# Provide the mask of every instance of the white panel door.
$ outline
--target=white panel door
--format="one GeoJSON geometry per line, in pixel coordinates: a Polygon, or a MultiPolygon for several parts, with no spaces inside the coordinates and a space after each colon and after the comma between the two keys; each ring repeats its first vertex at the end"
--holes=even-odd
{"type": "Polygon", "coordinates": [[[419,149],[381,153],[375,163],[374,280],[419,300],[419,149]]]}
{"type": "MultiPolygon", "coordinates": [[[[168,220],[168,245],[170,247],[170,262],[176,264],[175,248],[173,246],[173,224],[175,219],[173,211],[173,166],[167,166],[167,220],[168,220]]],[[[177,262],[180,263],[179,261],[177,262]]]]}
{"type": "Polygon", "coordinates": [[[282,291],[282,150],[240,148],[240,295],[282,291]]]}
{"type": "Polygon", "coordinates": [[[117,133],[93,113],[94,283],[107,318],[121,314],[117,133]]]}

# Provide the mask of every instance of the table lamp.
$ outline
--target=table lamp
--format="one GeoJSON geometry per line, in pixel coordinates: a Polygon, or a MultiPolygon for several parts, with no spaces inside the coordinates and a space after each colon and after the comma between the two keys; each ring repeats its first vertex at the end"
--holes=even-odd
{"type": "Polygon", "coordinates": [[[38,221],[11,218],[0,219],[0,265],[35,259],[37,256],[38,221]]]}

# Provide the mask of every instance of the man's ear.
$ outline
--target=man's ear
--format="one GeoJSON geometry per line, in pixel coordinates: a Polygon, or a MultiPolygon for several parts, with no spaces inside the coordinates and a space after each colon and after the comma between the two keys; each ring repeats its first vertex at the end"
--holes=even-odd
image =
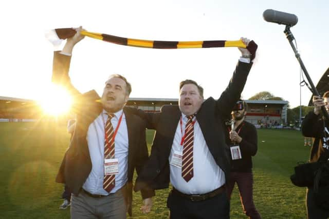
{"type": "Polygon", "coordinates": [[[128,99],[129,99],[129,95],[126,95],[124,97],[124,101],[125,102],[126,104],[128,102],[128,99]]]}

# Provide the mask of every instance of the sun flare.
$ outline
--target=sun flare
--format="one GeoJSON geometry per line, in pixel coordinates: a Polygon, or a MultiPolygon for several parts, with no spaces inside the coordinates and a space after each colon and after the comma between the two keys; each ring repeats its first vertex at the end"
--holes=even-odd
{"type": "Polygon", "coordinates": [[[45,114],[57,116],[69,111],[72,97],[63,87],[52,85],[41,94],[38,102],[45,114]]]}

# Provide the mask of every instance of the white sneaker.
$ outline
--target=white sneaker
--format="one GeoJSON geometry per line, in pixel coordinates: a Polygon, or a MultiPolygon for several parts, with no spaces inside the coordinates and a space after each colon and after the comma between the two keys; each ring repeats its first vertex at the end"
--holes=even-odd
{"type": "Polygon", "coordinates": [[[70,205],[71,205],[71,202],[65,199],[63,202],[63,204],[60,206],[60,209],[66,209],[70,205]]]}

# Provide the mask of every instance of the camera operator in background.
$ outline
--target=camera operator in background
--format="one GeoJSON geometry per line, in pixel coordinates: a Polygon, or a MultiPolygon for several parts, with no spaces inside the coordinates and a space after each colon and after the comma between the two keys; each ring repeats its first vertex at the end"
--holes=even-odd
{"type": "MultiPolygon", "coordinates": [[[[314,109],[308,113],[302,123],[303,135],[315,138],[310,151],[310,163],[317,162],[319,160],[328,162],[329,131],[327,127],[329,127],[329,121],[324,120],[320,112],[322,106],[325,107],[327,112],[329,111],[328,104],[329,91],[324,93],[322,98],[314,96],[314,109]]],[[[329,191],[325,188],[323,189],[321,185],[319,189],[318,192],[315,192],[313,186],[310,186],[306,189],[306,206],[308,218],[329,217],[329,191]],[[321,197],[319,198],[318,195],[320,195],[321,197]],[[322,204],[319,205],[319,202],[322,204]]]]}
{"type": "Polygon", "coordinates": [[[231,152],[231,175],[227,193],[230,199],[236,183],[244,213],[250,218],[260,218],[252,197],[251,156],[257,152],[257,131],[253,125],[244,121],[247,109],[247,103],[239,101],[231,113],[232,120],[228,127],[227,138],[231,152]]]}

== == ==

Requirements:
Please rewrite all the items above, changing "even-odd" to "nonzero" wherever it occurs and leaving everything else as it is. Omit the pictures from your answer.

Task result:
# Provide the mask of every instance of the white panel door.
$ outline
--target=white panel door
--format="one GeoJSON geometry per line, in pixel coordinates: a Polygon, or a MultiPolygon for several parts, with no spaces inside the coordinates and a space after each colon and after the comma between the two keys; each ring repeats its first vertex at the end"
--holes=nonzero
{"type": "Polygon", "coordinates": [[[419,149],[381,153],[375,163],[374,280],[419,300],[419,149]]]}
{"type": "MultiPolygon", "coordinates": [[[[168,220],[168,245],[170,247],[170,262],[176,264],[175,248],[173,246],[173,224],[175,219],[173,211],[173,166],[167,166],[167,220],[168,220]]],[[[177,262],[180,263],[179,261],[177,262]]]]}
{"type": "Polygon", "coordinates": [[[282,291],[282,150],[240,148],[240,295],[282,291]]]}
{"type": "Polygon", "coordinates": [[[117,133],[93,113],[94,283],[107,318],[121,314],[117,133]]]}

# Provide the mask of every instance of the table lamp.
$ outline
--target=table lamp
--format="one GeoJSON geometry per line, in pixel coordinates: a Polygon, or a MultiPolygon for several parts, with no spaces inside the coordinates and a space after each colon and after the comma between the two keys; each ring repeats its first vertex at the end"
--holes=nonzero
{"type": "Polygon", "coordinates": [[[38,221],[11,218],[0,219],[0,265],[35,259],[37,256],[38,221]]]}

# Provide the mask of every instance of the man's ear.
$ outline
--target=man's ear
--format="one GeoJSON geometry per line, in pixel coordinates: a Polygon, or a MultiPolygon for several parts, with no spaces inside the coordinates and a space after each colon and after the comma between the two keys; each ring repeats its first vertex at the end"
--holes=nonzero
image =
{"type": "Polygon", "coordinates": [[[128,99],[129,99],[129,95],[126,95],[124,97],[124,101],[125,102],[126,104],[128,102],[128,99]]]}

# Provide the mask of every instance of the sun flare.
$ outline
--target=sun flare
--format="one GeoJSON geometry per line, in pixel coordinates: a Polygon, or a MultiPolygon for several parts, with no spaces inside the coordinates and a space after each colon and after the comma between the two keys; each ring repeats its first vertex at the end"
--holes=nonzero
{"type": "Polygon", "coordinates": [[[45,114],[57,116],[69,111],[72,97],[63,87],[52,85],[41,94],[38,102],[45,114]]]}

# Provide the mask of every instance of the white sneaker.
$ outline
--target=white sneaker
--format="one GeoJSON geometry per line, in pixel coordinates: a Polygon, or a MultiPolygon for several parts, with no spaces inside the coordinates and a space after each colon and after the comma between the two keys; each ring repeats its first vertex at the end"
--holes=nonzero
{"type": "Polygon", "coordinates": [[[70,205],[71,205],[71,202],[65,199],[63,202],[63,204],[60,206],[60,209],[66,209],[70,205]]]}

# Provide the mask of every instance of the camera operator in background.
$ outline
--target=camera operator in background
--format="one GeoJSON geometry per line, in pixel coordinates: a Polygon, or a MultiPolygon for several parts, with no spaces inside the coordinates and a space after each colon and after the comma between the two keys; each ring repeats its first vertex at the end"
--holes=nonzero
{"type": "MultiPolygon", "coordinates": [[[[314,109],[308,113],[302,123],[303,135],[315,138],[310,151],[310,163],[317,162],[319,160],[328,162],[329,131],[327,127],[329,127],[329,121],[324,120],[320,112],[322,106],[325,107],[327,112],[329,111],[328,104],[329,91],[324,93],[322,98],[314,96],[314,109]]],[[[329,191],[325,188],[323,189],[321,185],[319,189],[318,192],[315,192],[313,186],[310,186],[306,189],[306,206],[308,218],[329,217],[329,191]],[[321,197],[319,198],[318,195],[320,195],[321,197]],[[322,204],[319,205],[319,202],[322,204]]]]}
{"type": "Polygon", "coordinates": [[[231,152],[231,175],[227,193],[230,199],[236,183],[244,213],[250,218],[260,218],[252,197],[251,156],[257,152],[257,131],[253,125],[244,121],[247,109],[247,103],[239,101],[231,113],[232,120],[228,127],[227,138],[231,152]]]}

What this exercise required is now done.